* [Objective] Return the listing word for word, as given.

* [Dataset excerpts on object pointing]
________
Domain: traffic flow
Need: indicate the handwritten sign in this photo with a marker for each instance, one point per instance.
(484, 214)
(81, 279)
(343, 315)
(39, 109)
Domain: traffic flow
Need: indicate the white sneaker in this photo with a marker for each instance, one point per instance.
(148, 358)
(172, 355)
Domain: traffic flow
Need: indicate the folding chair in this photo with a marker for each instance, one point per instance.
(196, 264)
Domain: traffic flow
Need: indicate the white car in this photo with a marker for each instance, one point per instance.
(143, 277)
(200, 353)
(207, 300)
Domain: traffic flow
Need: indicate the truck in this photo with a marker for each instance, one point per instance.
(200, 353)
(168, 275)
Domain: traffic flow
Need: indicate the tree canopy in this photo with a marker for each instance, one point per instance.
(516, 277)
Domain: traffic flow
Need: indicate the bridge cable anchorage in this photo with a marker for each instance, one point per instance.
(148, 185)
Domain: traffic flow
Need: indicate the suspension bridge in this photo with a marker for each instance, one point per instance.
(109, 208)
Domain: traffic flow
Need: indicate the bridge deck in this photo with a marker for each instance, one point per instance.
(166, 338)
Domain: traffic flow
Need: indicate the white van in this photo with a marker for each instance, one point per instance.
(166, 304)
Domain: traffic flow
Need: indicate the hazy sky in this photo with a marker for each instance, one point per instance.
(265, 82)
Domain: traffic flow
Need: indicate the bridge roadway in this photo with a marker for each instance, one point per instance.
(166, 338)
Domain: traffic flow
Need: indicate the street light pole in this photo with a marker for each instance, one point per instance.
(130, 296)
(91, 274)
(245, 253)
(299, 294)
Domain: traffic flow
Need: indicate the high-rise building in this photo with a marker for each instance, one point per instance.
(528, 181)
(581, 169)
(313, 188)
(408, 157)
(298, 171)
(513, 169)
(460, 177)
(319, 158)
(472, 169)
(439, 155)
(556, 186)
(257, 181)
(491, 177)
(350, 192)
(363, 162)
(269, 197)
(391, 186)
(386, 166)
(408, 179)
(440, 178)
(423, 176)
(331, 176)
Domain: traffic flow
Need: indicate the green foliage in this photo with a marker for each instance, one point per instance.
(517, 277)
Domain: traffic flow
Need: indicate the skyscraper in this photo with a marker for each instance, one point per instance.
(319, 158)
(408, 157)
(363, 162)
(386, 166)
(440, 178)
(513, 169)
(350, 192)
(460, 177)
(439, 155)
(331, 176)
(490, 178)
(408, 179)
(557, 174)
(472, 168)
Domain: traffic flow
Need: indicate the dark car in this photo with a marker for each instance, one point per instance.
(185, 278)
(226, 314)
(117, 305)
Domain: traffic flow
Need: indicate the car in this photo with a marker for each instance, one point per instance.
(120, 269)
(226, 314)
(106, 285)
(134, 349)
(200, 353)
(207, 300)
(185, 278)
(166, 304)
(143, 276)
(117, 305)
________
* [Output of the task]
Domain: traffic flow
Need: indicate the handwritten sign in this photo with a marker for each instance, one point per instance.
(484, 214)
(81, 279)
(343, 315)
(39, 109)
Domain: traffic flow
Need: indicate the white sneaker in this photo with a marker for each instance, one point per instance.
(148, 358)
(172, 355)
Domain: traffic flow
Need: indicate the folding chair in this photo with a marker for each instance, one point per instance.
(196, 264)
Domain: traffic flow
Need: indicate the white car in this photo with a marker for each instance, one point per instance.
(143, 277)
(200, 353)
(207, 300)
Domain: traffic flow
Need: indicate the truck in this photo with a marker for each instance, one point per instance.
(200, 353)
(168, 275)
Domain: traffic flow
Need: indicate the tree canopy in this photo with a marker for each instance, one point per instance.
(516, 277)
Domain: traffic flow
Need: indicate the bridge cable anchorage in this photo with a marker for each instance, one point per instance.
(148, 185)
Domain: traffic flow
Need: indicate the suspension bridge in this photo with a marker for each instance, one point per instance.
(109, 208)
Domain: traffic flow
Need: indicate the bridge deck in this photo with a marker for each instance, one point per instance.
(166, 338)
Domain: traffic flow
Need: indicate the white van in this photo with a marker for each instance, one point per instance.
(166, 304)
Domain: traffic flow
Need: indicate the hazy sky in this photo with a marker for each instance, one point per instance.
(265, 82)
Domain: traffic flow
Need: indicate the bridge roadway in this photo with a marker for each instance, one point per instance.
(166, 338)
Domain: traffic flow
Need: indicate the street light pole in this photo with a marker for each instance, one point per instance.
(130, 296)
(91, 274)
(245, 253)
(299, 294)
Domain: traffic flow
Need: indicate the high-rise building in this photo with a marker for each instance, one point per instance.
(528, 181)
(581, 169)
(313, 188)
(408, 157)
(298, 171)
(513, 169)
(460, 177)
(319, 158)
(472, 169)
(439, 155)
(556, 186)
(257, 181)
(491, 177)
(350, 192)
(363, 162)
(269, 197)
(391, 186)
(386, 166)
(408, 179)
(440, 178)
(423, 176)
(331, 176)
Domain: traffic flow
Need: indicate the green foliage in this photo with a marker for each instance, one point per instance.
(517, 277)
Domain: traffic flow
Need: indicate the skyscraper in this photo with a marker for each instance, one point per instance.
(319, 158)
(408, 157)
(363, 162)
(386, 166)
(440, 178)
(513, 169)
(350, 192)
(460, 177)
(439, 155)
(331, 176)
(490, 178)
(408, 179)
(557, 174)
(472, 168)
Domain: traffic flow
Need: indicate the dark car in this photo with a marker for each instance, one point per instance.
(185, 278)
(226, 314)
(117, 305)
Domain: traffic flow
Need: indicate the car in this photo with a marker for each instance, one point per instance.
(120, 269)
(226, 314)
(106, 285)
(134, 349)
(200, 353)
(207, 300)
(185, 278)
(166, 304)
(143, 276)
(117, 305)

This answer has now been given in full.